#### Условие задачи 1:
Перепишите объявление о семинаре целиком, символ в символ.

#### Страница:

6 апреля 2026 года в 18:00 (московское время) состоится заседание
семинара по языковым контактам ИРЯ РАН. Выступит Ленора Гренобль (The
University of Chicago / Северо-Восточный федеральный университет имени
М.К. Аммосова, Якутск) с докладом «Linguistic diversity in Greenland:
Nuuk as the hub of contact and change».

Семинар пройдет онлайн. За получением ссылки следует обращаться к
Егору Владимировичу Кашкину (egork...@gmail.com).

Английская версия объявления доступна наряду с русской на
https://ruslang.ru/news/seminar-po-yazykovym-kontaktam-06042026

Аннотация:

Greenland, although home to less than 57,000 people, is a place of
high linguistic diversity and language contact. The official language
of the country is Kalaallisut, a standardized variety of West
Greenlandic, an Inuit language belonging to the Inuit-Yupik-Unangan
family. Due to both Greenland’s colonial history and current status as
part of the Kingdom of Denmark, Danish is widely known and used by
many residents as a second language, and by some as a primary
language. It plays an important role in education and government. For
a long time, Danish-Kalaallisut bilingualism has been prevalent across
much of the population, but that status is in flux now due to
immigrant languages and the rise of English.

#### Условие задачи 2:
Оформите записи нумерованным списком без пустых строк: всё от начала записей вниз до строки с «xmin=0 ymin=0 xmax=1193 ymax=206», включая ее. Изображения в ответ не включайте.

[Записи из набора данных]
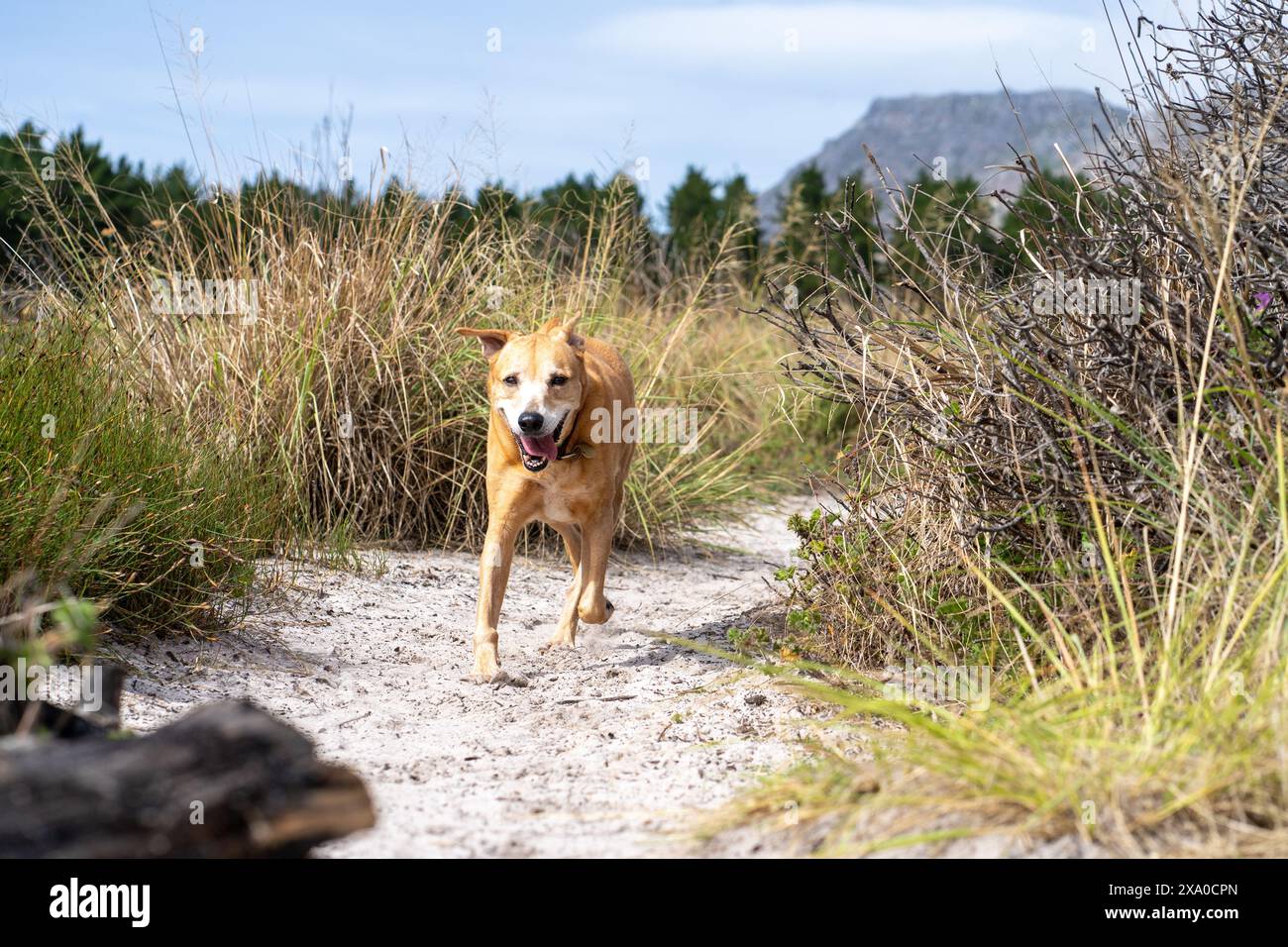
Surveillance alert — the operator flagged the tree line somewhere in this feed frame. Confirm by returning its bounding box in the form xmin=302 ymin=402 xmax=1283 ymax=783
xmin=0 ymin=123 xmax=1072 ymax=294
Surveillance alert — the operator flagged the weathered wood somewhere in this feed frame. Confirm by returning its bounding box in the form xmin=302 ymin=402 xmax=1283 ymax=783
xmin=0 ymin=701 xmax=375 ymax=858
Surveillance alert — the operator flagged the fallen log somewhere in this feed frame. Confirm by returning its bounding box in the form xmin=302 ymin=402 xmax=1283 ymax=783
xmin=0 ymin=701 xmax=375 ymax=858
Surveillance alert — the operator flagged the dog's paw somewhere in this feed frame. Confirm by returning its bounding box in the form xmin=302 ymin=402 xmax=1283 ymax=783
xmin=541 ymin=631 xmax=577 ymax=651
xmin=577 ymin=598 xmax=615 ymax=625
xmin=465 ymin=668 xmax=528 ymax=690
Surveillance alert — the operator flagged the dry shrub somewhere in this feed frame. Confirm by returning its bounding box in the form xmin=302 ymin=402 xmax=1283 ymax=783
xmin=747 ymin=0 xmax=1288 ymax=854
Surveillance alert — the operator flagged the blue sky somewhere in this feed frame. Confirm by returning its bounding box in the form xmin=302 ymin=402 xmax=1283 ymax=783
xmin=0 ymin=0 xmax=1193 ymax=206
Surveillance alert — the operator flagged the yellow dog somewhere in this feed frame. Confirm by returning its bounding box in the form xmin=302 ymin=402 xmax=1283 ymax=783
xmin=456 ymin=317 xmax=635 ymax=683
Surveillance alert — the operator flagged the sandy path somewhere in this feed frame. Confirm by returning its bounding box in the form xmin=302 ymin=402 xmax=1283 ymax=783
xmin=115 ymin=511 xmax=807 ymax=856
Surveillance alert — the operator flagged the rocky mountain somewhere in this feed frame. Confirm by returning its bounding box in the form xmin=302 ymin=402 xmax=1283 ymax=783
xmin=757 ymin=89 xmax=1126 ymax=230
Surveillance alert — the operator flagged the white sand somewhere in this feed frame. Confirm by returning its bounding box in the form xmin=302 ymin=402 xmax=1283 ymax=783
xmin=123 ymin=511 xmax=808 ymax=857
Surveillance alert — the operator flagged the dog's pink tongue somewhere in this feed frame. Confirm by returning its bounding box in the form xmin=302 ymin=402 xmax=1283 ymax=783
xmin=519 ymin=434 xmax=559 ymax=460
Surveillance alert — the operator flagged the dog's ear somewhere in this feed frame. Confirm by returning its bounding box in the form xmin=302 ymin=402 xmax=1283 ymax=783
xmin=456 ymin=329 xmax=514 ymax=359
xmin=541 ymin=316 xmax=587 ymax=352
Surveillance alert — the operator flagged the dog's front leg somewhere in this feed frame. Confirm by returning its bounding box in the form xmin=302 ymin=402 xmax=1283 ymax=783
xmin=545 ymin=526 xmax=583 ymax=648
xmin=577 ymin=509 xmax=614 ymax=625
xmin=474 ymin=517 xmax=519 ymax=682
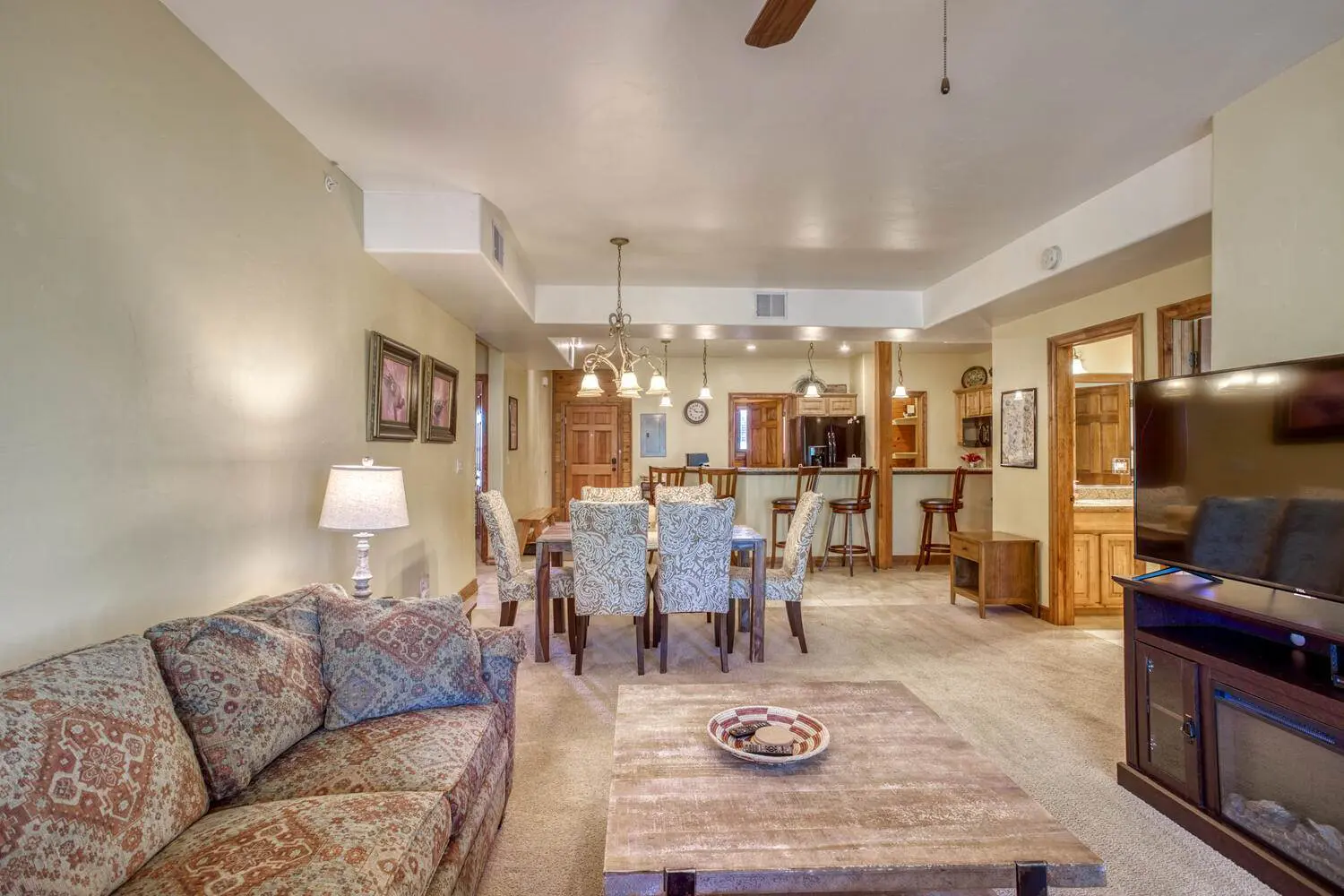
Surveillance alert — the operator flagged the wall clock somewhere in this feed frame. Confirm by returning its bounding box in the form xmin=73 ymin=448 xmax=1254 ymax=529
xmin=961 ymin=364 xmax=989 ymax=388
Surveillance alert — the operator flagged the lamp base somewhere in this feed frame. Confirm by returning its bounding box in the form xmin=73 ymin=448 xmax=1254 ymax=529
xmin=351 ymin=532 xmax=374 ymax=598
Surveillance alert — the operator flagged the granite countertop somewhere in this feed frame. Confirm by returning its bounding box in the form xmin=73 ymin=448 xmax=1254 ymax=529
xmin=669 ymin=466 xmax=994 ymax=476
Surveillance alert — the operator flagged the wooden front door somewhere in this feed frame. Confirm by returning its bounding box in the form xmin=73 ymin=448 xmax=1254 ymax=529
xmin=562 ymin=401 xmax=621 ymax=519
xmin=728 ymin=395 xmax=785 ymax=468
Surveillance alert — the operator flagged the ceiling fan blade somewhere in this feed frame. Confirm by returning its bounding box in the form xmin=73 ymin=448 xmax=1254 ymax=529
xmin=747 ymin=0 xmax=816 ymax=49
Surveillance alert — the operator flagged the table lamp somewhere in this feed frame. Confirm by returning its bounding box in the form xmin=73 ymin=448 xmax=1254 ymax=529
xmin=317 ymin=457 xmax=411 ymax=598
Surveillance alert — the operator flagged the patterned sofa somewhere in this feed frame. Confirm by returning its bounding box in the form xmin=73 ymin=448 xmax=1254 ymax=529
xmin=0 ymin=586 xmax=524 ymax=896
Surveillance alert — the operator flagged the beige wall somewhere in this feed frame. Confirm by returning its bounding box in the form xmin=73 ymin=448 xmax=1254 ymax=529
xmin=1214 ymin=41 xmax=1344 ymax=366
xmin=0 ymin=0 xmax=475 ymax=668
xmin=994 ymin=258 xmax=1222 ymax=603
xmin=491 ymin=355 xmax=551 ymax=516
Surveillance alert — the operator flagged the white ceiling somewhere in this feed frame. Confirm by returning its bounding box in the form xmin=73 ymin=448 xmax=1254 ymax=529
xmin=166 ymin=0 xmax=1344 ymax=289
xmin=556 ymin=331 xmax=989 ymax=360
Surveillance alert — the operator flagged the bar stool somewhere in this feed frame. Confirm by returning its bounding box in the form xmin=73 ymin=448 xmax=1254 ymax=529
xmin=771 ymin=463 xmax=822 ymax=573
xmin=699 ymin=466 xmax=738 ymax=501
xmin=822 ymin=466 xmax=878 ymax=575
xmin=916 ymin=466 xmax=967 ymax=573
xmin=648 ymin=466 xmax=685 ymax=504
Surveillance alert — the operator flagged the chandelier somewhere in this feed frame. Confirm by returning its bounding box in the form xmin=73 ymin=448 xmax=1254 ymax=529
xmin=578 ymin=237 xmax=669 ymax=398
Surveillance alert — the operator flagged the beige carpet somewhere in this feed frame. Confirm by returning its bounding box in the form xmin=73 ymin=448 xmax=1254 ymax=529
xmin=476 ymin=567 xmax=1273 ymax=896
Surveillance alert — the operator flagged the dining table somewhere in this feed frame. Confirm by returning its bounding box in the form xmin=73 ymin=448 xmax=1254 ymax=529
xmin=532 ymin=521 xmax=765 ymax=662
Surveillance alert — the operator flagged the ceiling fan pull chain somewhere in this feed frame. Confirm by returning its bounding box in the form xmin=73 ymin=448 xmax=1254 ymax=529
xmin=943 ymin=0 xmax=952 ymax=95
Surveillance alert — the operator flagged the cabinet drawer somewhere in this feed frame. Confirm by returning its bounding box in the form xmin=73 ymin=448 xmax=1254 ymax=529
xmin=952 ymin=532 xmax=980 ymax=563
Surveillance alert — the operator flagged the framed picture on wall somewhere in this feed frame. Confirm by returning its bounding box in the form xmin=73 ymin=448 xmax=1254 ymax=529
xmin=999 ymin=388 xmax=1037 ymax=470
xmin=367 ymin=332 xmax=421 ymax=442
xmin=421 ymin=355 xmax=457 ymax=444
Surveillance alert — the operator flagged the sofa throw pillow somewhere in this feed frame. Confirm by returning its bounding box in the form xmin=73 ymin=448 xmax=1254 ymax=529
xmin=317 ymin=595 xmax=491 ymax=728
xmin=145 ymin=606 xmax=327 ymax=801
xmin=0 ymin=635 xmax=209 ymax=896
xmin=215 ymin=582 xmax=349 ymax=650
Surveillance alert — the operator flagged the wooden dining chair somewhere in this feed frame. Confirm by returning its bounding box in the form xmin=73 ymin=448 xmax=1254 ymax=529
xmin=699 ymin=466 xmax=738 ymax=501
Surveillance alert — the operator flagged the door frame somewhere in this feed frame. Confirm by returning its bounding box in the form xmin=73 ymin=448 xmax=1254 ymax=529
xmin=472 ymin=374 xmax=491 ymax=563
xmin=1043 ymin=314 xmax=1144 ymax=626
xmin=728 ymin=392 xmax=796 ymax=468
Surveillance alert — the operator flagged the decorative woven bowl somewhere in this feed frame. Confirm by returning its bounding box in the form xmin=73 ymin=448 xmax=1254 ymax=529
xmin=706 ymin=705 xmax=831 ymax=766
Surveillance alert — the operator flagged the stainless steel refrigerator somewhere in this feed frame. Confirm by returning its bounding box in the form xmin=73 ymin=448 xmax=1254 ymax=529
xmin=789 ymin=417 xmax=868 ymax=466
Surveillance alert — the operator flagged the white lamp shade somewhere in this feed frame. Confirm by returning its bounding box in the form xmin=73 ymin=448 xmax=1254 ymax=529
xmin=317 ymin=465 xmax=411 ymax=532
xmin=578 ymin=371 xmax=602 ymax=398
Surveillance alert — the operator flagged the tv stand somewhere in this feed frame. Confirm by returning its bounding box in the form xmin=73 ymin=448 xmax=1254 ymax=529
xmin=1116 ymin=575 xmax=1344 ymax=896
xmin=1134 ymin=567 xmax=1222 ymax=584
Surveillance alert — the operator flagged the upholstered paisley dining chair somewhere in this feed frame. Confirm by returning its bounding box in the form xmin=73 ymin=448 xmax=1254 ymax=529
xmin=476 ymin=490 xmax=574 ymax=626
xmin=653 ymin=498 xmax=737 ymax=672
xmin=728 ymin=492 xmax=825 ymax=653
xmin=570 ymin=500 xmax=650 ymax=676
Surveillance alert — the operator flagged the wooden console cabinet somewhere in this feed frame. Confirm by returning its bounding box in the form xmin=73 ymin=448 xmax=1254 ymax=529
xmin=948 ymin=532 xmax=1040 ymax=619
xmin=1116 ymin=573 xmax=1344 ymax=896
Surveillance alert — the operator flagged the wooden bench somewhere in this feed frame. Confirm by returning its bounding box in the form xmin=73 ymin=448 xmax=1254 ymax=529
xmin=515 ymin=508 xmax=561 ymax=554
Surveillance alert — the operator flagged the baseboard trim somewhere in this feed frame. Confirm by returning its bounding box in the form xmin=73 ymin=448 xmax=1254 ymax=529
xmin=892 ymin=554 xmax=951 ymax=567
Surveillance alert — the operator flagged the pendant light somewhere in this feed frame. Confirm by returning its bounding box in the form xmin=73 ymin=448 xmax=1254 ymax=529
xmin=892 ymin=342 xmax=910 ymax=398
xmin=701 ymin=339 xmax=714 ymax=401
xmin=793 ymin=342 xmax=827 ymax=398
xmin=650 ymin=339 xmax=672 ymax=407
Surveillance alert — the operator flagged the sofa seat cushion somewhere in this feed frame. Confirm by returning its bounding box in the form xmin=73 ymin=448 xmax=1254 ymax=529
xmin=228 ymin=702 xmax=510 ymax=825
xmin=0 ymin=635 xmax=207 ymax=896
xmin=145 ymin=616 xmax=327 ymax=801
xmin=117 ymin=793 xmax=452 ymax=896
xmin=317 ymin=595 xmax=491 ymax=728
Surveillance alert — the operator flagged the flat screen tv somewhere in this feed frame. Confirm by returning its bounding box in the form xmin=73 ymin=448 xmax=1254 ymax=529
xmin=1134 ymin=355 xmax=1344 ymax=600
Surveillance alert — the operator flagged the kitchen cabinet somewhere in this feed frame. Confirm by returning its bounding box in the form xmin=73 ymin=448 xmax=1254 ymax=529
xmin=953 ymin=383 xmax=995 ymax=447
xmin=793 ymin=393 xmax=859 ymax=417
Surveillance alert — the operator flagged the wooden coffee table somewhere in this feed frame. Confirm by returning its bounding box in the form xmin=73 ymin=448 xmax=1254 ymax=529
xmin=604 ymin=681 xmax=1107 ymax=896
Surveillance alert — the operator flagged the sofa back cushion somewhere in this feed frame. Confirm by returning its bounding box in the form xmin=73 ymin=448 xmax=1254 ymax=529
xmin=0 ymin=635 xmax=209 ymax=895
xmin=317 ymin=595 xmax=491 ymax=728
xmin=145 ymin=614 xmax=327 ymax=801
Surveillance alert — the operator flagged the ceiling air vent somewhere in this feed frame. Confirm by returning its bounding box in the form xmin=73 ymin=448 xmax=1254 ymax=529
xmin=757 ymin=293 xmax=789 ymax=317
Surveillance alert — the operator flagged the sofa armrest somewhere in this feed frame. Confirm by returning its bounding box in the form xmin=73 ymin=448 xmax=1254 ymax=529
xmin=476 ymin=627 xmax=527 ymax=713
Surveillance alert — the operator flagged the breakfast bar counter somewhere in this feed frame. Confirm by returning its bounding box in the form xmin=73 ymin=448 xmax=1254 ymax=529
xmin=650 ymin=468 xmax=994 ymax=562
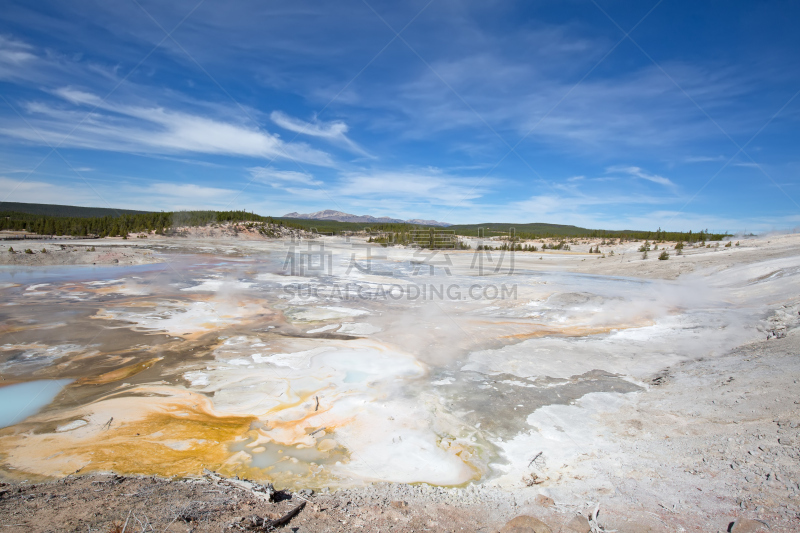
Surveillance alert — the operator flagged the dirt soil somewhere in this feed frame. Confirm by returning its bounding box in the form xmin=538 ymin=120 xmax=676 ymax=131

#### Результат выполнения 1:
6 апреля 2026 года в 18:00 (московское время) состоится заседание
семинара по языковым контактам ИРЯ РАН. Выступит Ленора Гренобль (The
University of Chicago / Северо-Восточный федеральный университет имени
М.К. Аммосова, Якутск) с докладом «Linguistic diversity in Greenland:
Nuuk as the hub of contact and change».

Семинар пройдет онлайн. За получением ссылки следует обращаться к
Егору Владимировичу Кашкину (egork...@gmail.com).

Английская версия объявления доступна наряду с русской на
https://ruslang.ru/news/seminar-po-yazykovym-kontaktam-06042026

Аннотация:

Greenland, although home to less than 57,000 people, is a place of
high linguistic diversity and language contact. The official language
of the country is Kalaallisut, a standardized variety of West
Greenlandic, an Inuit language belonging to the Inuit-Yupik-Unangan
family. Due to both Greenland’s colonial history and current status as
part of the Kingdom of Denmark, Danish is widely known and used by
many residents as a second language, and by some as a primary
language. It plays an important role in education and government. For
a long time, Danish-Kalaallisut bilingualism has been prevalent across
much of the population, but that status is in flux now due to
immigrant languages and the rise of English.

#### Результат выполнения 2:
1. Surveillance alert — the operator flagged the tree line somewhere in this feed frame. Confirm by returning its bounding box in the form xmin=302 ymin=402 xmax=1283 ymax=783
2. xmin=0 ymin=123 xmax=1072 ymax=294
3. Surveillance alert — the operator flagged the weathered wood somewhere in this feed frame. Confirm by returning its bounding box in the form xmin=302 ymin=402 xmax=1283 ymax=783
4. xmin=0 ymin=701 xmax=375 ymax=858
5. Surveillance alert — the operator flagged the fallen log somewhere in this feed frame. Confirm by returning its bounding box in the form xmin=302 ymin=402 xmax=1283 ymax=783
6. xmin=0 ymin=701 xmax=375 ymax=858
7. Surveillance alert — the operator flagged the dog's paw somewhere in this feed frame. Confirm by returning its bounding box in the form xmin=302 ymin=402 xmax=1283 ymax=783
8. xmin=541 ymin=631 xmax=577 ymax=651
9. xmin=577 ymin=598 xmax=615 ymax=625
10. xmin=465 ymin=668 xmax=528 ymax=690
11. Surveillance alert — the operator flagged the dry shrub somewhere in this feed frame. Confirm by returning its bounding box in the form xmin=302 ymin=402 xmax=1283 ymax=783
12. xmin=747 ymin=0 xmax=1288 ymax=854
13. Surveillance alert — the operator flagged the blue sky somewhere in this feed frame. Confirm by returning its bounding box in the form xmin=302 ymin=402 xmax=1283 ymax=783
14. xmin=0 ymin=0 xmax=1193 ymax=206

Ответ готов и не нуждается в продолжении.